* _EXERCISE PROMPT_:
Which lines in the rows below contain the string "shrub"? Report each of them in full, and treat uppercase and lowercase letters as different.

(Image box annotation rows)
------------------------------
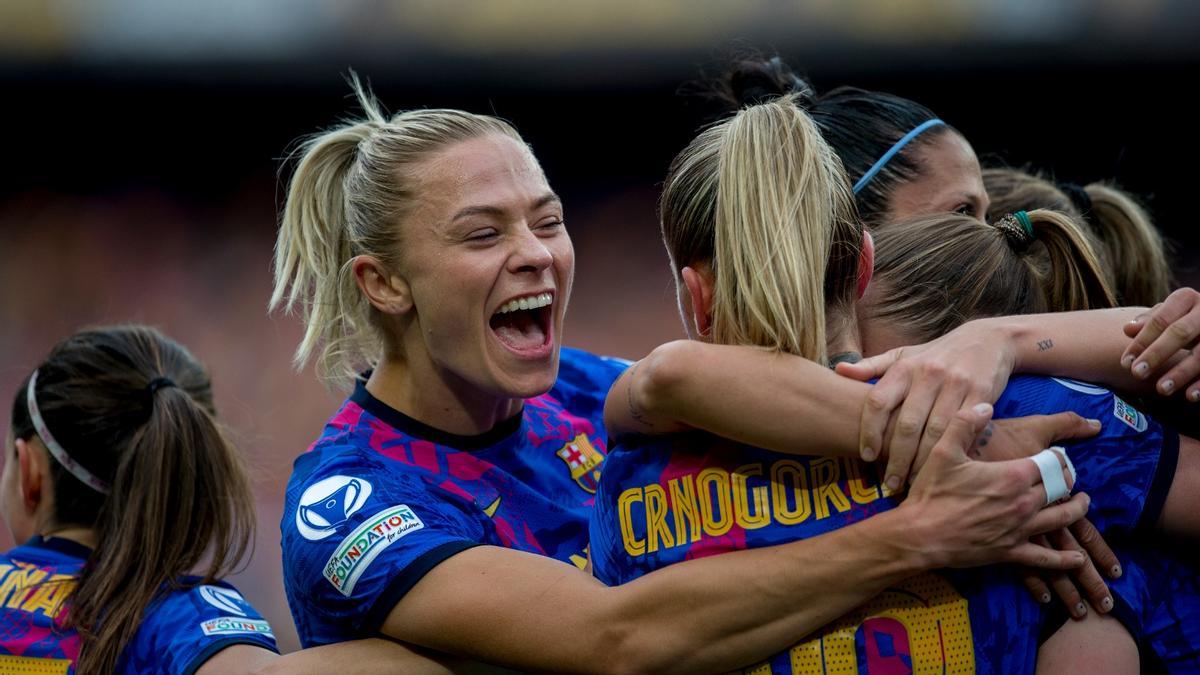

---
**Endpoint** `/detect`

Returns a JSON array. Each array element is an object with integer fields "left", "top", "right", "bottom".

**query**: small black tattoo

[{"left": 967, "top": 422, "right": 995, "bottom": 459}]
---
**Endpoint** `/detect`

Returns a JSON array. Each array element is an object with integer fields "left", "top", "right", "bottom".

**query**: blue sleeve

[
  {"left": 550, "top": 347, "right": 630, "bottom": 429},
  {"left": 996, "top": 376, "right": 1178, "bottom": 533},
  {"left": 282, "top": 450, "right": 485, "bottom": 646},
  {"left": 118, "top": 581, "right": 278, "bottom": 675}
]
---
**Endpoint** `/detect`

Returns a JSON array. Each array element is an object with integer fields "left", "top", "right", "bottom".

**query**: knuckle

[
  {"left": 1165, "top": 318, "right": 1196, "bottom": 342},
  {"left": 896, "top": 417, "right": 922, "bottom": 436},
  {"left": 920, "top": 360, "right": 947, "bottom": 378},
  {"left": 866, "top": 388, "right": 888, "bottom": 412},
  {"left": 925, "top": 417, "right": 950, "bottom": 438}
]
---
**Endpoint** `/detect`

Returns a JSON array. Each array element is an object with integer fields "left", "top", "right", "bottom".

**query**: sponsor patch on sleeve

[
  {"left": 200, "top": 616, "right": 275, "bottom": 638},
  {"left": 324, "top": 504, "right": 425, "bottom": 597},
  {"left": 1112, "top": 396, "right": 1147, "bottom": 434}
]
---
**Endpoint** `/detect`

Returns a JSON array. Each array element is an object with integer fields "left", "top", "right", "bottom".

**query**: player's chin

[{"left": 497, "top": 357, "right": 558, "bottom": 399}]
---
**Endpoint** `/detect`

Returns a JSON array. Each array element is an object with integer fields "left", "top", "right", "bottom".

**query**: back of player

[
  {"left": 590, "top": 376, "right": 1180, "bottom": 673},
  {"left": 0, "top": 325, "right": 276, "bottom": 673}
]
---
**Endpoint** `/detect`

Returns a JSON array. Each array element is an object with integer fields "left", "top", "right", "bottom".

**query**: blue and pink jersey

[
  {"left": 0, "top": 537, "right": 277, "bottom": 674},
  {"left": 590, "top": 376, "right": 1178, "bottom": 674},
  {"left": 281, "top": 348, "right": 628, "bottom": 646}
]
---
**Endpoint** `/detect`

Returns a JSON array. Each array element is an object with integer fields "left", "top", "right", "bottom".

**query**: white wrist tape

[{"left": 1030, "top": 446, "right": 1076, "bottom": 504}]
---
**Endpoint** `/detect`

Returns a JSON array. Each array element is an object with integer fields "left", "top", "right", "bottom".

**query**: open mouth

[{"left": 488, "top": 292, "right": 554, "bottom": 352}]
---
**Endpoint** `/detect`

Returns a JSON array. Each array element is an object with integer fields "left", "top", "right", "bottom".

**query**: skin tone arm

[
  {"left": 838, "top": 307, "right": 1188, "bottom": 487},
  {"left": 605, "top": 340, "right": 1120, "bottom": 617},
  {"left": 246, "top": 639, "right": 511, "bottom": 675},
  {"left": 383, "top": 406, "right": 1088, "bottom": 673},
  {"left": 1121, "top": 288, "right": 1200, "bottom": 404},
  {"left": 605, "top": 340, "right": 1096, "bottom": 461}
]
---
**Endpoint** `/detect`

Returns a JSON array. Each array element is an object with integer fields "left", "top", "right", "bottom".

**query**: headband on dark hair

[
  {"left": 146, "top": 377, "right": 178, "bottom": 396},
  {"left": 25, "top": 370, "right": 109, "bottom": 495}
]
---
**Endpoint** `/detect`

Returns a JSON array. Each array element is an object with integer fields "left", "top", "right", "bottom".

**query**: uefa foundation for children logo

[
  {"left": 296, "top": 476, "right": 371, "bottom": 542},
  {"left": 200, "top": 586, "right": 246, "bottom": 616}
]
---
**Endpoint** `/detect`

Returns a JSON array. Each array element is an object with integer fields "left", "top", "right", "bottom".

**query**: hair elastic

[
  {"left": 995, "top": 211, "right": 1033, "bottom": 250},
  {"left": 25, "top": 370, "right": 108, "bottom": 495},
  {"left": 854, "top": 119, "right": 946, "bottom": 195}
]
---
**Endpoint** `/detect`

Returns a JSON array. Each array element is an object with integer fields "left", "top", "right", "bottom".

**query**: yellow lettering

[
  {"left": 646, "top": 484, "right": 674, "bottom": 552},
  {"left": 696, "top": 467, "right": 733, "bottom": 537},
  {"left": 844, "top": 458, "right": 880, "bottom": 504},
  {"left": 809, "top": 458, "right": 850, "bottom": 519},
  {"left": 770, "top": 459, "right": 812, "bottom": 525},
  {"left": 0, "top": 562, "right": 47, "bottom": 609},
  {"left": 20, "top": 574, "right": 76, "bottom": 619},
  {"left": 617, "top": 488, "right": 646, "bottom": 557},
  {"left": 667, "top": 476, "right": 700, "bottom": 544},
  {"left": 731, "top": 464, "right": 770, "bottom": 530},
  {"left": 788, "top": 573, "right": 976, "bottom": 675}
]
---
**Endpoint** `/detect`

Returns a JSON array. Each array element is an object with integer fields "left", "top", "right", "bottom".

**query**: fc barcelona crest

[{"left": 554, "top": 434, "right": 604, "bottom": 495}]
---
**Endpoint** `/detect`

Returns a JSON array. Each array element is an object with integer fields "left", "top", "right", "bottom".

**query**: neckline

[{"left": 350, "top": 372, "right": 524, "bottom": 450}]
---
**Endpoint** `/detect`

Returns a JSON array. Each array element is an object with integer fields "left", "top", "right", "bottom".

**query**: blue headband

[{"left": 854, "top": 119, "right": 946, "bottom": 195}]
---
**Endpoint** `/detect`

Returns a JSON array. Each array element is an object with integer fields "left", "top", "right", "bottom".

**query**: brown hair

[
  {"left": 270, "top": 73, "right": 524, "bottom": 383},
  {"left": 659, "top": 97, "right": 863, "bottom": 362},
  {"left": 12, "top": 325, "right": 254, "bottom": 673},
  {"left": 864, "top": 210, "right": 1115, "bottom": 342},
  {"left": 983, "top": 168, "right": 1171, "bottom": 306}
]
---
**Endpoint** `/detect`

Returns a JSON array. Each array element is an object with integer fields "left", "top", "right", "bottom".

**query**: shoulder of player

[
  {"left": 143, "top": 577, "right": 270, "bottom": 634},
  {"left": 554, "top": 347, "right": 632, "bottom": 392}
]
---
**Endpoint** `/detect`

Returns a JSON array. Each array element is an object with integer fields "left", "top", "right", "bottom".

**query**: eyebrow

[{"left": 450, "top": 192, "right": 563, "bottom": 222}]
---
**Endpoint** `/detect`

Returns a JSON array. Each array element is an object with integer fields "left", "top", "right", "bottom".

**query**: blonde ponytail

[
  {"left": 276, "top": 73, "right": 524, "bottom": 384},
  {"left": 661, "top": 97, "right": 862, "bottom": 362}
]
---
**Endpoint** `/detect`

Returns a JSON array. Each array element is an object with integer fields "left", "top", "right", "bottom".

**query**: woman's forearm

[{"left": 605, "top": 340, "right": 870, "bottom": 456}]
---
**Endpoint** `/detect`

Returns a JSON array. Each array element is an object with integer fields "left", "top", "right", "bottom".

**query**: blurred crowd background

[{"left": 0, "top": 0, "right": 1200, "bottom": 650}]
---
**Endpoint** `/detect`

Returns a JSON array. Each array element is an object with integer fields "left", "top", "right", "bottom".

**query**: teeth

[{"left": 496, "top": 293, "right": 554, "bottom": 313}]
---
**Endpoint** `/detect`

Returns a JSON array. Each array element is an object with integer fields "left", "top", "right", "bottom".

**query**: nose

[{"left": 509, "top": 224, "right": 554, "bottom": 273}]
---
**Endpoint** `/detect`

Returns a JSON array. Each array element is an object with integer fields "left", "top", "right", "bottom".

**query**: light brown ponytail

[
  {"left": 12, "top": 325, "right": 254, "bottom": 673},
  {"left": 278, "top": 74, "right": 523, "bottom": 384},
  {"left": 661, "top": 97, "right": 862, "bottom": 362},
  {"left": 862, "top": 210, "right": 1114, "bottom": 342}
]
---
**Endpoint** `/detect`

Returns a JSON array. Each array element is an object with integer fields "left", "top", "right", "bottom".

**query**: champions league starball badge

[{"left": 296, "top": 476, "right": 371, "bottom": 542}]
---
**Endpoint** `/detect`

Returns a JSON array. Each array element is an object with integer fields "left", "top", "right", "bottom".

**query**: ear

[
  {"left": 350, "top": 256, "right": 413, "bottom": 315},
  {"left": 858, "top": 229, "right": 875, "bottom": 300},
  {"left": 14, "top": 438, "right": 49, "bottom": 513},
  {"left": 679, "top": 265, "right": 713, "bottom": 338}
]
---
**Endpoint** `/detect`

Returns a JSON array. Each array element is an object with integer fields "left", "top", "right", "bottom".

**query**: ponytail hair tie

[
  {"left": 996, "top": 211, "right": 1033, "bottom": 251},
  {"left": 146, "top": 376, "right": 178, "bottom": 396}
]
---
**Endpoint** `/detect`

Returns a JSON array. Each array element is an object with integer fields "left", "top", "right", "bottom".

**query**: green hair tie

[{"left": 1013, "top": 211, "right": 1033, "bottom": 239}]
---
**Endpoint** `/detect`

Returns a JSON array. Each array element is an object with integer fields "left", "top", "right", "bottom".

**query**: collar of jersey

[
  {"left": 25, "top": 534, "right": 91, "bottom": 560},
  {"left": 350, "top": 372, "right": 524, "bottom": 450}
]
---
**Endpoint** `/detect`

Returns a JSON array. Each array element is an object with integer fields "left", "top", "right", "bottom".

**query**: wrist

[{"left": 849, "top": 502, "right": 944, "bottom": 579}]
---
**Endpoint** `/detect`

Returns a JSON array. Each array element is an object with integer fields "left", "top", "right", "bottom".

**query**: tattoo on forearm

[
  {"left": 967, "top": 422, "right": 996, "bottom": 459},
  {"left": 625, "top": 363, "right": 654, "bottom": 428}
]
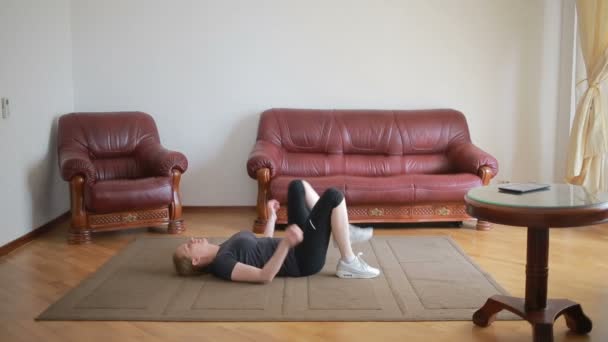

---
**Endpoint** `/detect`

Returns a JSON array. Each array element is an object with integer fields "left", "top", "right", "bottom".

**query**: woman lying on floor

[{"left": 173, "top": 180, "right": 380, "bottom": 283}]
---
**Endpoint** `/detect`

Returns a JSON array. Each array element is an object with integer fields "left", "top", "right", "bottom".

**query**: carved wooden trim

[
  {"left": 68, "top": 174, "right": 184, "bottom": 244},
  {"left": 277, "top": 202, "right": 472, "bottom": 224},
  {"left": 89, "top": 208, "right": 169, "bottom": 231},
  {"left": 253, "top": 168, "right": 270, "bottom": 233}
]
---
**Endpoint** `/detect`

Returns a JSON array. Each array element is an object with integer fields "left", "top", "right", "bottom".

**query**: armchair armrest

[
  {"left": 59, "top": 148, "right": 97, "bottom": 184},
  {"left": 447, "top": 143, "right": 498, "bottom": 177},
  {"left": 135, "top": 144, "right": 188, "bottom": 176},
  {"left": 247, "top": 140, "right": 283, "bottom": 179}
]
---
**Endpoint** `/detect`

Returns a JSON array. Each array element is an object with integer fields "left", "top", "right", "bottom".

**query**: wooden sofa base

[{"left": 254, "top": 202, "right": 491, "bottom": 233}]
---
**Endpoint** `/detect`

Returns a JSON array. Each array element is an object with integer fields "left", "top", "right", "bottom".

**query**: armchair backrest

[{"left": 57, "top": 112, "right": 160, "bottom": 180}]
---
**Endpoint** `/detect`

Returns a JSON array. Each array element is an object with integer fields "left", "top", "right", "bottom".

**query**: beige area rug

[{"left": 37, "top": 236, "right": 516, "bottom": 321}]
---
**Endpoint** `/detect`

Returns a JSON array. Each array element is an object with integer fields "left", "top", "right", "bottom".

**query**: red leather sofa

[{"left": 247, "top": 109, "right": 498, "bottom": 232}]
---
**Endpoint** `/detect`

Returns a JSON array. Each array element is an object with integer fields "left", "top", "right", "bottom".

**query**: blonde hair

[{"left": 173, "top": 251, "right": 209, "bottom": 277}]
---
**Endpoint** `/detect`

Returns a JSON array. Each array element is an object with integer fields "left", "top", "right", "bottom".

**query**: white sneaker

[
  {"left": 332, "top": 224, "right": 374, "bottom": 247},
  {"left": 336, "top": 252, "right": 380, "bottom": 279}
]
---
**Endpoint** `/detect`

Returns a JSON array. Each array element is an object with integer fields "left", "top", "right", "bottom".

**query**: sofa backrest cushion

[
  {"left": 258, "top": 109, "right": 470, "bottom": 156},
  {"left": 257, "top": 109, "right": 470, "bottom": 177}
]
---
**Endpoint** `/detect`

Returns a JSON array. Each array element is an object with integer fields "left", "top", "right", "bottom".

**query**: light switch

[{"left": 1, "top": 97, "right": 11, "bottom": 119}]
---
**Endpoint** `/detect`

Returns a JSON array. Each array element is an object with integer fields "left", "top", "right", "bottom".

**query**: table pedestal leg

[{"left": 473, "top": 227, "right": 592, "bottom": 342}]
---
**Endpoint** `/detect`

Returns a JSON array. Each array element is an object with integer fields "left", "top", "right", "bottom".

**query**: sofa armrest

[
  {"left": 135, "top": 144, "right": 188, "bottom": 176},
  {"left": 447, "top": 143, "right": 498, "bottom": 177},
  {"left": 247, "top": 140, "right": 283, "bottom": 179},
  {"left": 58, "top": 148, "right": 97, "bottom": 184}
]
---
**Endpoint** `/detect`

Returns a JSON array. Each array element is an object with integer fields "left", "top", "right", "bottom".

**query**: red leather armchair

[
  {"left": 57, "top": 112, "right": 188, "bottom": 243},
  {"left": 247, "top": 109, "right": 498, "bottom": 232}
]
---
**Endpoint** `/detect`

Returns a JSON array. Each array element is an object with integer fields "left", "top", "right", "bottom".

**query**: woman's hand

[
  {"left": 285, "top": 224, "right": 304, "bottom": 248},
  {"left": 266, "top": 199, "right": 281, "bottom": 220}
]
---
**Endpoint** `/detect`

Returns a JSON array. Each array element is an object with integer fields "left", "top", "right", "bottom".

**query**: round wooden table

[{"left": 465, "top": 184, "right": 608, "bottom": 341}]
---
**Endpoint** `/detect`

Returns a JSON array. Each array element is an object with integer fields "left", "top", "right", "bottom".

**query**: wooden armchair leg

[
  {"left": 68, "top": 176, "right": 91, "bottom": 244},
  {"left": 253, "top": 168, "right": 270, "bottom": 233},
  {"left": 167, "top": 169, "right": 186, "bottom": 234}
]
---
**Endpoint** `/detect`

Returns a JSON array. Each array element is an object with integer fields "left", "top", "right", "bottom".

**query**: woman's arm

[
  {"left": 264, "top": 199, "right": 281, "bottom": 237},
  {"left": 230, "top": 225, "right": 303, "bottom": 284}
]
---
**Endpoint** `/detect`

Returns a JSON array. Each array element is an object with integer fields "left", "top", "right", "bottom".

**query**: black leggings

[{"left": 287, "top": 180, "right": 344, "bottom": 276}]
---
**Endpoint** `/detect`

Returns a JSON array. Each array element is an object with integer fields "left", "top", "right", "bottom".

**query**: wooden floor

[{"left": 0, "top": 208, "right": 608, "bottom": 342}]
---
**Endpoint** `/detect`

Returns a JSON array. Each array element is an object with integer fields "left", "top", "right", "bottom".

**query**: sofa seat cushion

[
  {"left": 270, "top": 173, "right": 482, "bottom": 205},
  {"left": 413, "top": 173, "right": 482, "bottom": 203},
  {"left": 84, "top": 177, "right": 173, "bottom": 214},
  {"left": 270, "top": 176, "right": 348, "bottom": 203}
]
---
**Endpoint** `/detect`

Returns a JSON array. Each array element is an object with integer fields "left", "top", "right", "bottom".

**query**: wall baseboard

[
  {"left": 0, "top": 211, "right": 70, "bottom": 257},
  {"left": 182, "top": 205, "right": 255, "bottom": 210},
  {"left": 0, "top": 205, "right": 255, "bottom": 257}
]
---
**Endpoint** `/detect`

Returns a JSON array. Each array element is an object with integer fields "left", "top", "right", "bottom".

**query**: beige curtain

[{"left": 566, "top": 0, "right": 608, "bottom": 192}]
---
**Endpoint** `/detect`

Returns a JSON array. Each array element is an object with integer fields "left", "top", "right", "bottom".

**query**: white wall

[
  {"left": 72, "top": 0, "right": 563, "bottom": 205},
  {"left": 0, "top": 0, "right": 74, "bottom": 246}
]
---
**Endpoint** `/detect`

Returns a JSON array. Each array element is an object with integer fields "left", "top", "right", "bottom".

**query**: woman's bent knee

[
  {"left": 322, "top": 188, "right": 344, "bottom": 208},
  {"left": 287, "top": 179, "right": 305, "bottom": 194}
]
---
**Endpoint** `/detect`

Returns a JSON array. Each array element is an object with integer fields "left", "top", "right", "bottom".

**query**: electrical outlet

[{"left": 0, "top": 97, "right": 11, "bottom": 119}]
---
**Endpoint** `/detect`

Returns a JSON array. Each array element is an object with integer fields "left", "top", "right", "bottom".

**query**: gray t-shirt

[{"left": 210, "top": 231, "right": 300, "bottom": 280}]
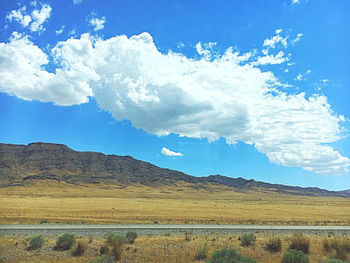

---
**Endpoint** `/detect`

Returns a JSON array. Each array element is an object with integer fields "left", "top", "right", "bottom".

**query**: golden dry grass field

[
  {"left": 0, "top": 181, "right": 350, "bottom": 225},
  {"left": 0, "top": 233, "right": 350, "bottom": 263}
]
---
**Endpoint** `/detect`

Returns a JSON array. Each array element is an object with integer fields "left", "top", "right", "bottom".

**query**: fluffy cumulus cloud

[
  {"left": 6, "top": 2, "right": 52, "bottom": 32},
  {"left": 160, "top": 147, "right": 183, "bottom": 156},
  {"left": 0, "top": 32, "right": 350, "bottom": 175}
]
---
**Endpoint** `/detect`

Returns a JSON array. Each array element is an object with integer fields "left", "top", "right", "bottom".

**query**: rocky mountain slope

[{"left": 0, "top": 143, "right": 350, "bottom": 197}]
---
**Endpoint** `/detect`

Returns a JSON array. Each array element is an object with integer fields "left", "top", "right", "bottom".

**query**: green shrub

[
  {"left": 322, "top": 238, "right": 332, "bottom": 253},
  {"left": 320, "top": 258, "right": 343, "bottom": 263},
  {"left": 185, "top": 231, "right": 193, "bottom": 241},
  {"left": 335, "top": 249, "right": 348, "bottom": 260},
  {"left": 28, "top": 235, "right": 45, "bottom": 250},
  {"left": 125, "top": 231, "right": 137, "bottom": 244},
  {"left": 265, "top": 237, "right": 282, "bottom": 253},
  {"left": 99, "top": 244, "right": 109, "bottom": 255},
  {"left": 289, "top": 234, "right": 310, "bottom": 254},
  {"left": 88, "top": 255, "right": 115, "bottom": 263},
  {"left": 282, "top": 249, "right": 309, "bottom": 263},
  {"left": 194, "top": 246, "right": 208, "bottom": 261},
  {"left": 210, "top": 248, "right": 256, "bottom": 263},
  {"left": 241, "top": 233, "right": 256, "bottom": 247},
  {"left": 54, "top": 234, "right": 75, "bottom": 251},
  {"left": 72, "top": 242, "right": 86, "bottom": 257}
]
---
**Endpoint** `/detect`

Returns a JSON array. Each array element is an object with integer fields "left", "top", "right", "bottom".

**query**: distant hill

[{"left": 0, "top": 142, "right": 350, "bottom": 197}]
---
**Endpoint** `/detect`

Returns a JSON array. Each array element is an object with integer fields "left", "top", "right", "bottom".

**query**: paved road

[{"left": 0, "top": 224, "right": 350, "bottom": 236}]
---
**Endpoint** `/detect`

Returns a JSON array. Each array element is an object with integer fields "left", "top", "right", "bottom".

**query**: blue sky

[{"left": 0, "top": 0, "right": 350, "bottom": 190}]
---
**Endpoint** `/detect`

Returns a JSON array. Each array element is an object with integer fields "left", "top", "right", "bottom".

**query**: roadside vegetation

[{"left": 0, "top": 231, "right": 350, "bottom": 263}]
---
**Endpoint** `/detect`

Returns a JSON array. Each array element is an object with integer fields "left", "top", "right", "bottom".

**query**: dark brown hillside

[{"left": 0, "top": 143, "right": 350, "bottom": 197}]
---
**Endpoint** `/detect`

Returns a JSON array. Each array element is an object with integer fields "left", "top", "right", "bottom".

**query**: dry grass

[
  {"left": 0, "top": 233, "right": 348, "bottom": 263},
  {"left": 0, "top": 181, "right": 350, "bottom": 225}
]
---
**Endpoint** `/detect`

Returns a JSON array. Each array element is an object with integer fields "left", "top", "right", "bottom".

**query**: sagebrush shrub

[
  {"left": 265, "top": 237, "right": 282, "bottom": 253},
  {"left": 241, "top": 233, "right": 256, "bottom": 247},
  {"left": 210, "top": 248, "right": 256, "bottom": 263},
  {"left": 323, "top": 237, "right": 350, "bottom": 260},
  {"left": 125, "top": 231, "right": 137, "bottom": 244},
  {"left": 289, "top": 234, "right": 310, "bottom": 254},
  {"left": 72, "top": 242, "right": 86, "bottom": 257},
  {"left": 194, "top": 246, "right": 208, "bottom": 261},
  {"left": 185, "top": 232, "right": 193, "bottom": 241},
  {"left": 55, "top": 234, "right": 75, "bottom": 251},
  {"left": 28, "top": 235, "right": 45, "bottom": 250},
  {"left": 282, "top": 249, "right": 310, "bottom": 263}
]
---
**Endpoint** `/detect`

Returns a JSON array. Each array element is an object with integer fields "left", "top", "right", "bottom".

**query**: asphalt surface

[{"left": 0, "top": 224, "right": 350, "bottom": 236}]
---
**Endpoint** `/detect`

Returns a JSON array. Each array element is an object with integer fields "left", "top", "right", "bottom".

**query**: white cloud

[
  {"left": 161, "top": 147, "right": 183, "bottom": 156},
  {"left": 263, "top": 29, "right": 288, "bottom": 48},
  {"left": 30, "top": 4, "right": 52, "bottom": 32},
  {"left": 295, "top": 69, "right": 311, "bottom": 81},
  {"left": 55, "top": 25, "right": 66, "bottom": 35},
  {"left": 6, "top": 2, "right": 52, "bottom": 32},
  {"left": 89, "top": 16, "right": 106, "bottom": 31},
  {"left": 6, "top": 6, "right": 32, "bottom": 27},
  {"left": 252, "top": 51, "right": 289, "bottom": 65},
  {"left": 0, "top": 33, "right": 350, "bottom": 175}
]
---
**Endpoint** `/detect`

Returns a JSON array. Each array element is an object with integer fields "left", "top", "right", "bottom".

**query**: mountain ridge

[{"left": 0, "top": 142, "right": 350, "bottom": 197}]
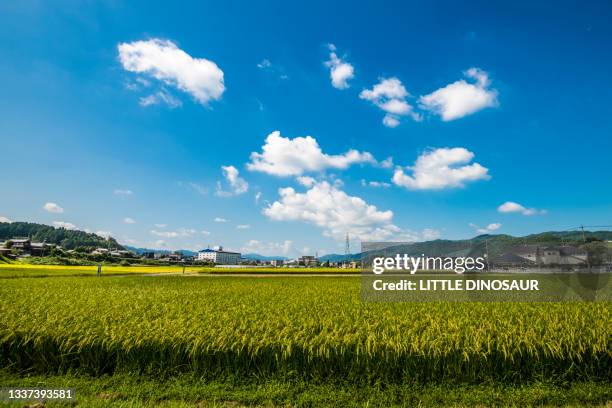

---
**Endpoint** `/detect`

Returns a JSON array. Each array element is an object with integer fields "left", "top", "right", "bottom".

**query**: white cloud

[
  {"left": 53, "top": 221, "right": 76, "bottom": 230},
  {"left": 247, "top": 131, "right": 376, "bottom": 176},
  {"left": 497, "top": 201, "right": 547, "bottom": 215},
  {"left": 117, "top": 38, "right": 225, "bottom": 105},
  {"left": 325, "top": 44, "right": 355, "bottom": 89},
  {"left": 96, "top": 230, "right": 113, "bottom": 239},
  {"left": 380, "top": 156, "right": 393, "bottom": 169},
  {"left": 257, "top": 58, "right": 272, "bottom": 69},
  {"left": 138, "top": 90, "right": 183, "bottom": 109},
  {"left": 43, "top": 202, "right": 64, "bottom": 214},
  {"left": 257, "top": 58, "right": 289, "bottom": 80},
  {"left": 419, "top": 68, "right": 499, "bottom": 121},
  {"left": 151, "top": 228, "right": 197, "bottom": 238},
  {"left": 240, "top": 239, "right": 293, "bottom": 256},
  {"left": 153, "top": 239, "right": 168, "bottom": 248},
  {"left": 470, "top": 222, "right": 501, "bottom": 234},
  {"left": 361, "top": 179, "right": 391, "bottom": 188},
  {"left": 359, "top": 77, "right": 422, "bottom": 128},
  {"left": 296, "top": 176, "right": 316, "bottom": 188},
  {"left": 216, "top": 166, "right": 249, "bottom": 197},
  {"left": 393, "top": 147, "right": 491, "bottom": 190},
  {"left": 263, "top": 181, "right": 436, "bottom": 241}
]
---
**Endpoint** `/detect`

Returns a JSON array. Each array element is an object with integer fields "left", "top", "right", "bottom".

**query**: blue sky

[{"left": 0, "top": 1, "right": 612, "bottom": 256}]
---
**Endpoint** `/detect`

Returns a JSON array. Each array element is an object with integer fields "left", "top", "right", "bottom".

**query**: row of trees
------------------------------
* _PROBLEM SOLUTION_:
**query**: green shrub
**query**: sagebrush shrub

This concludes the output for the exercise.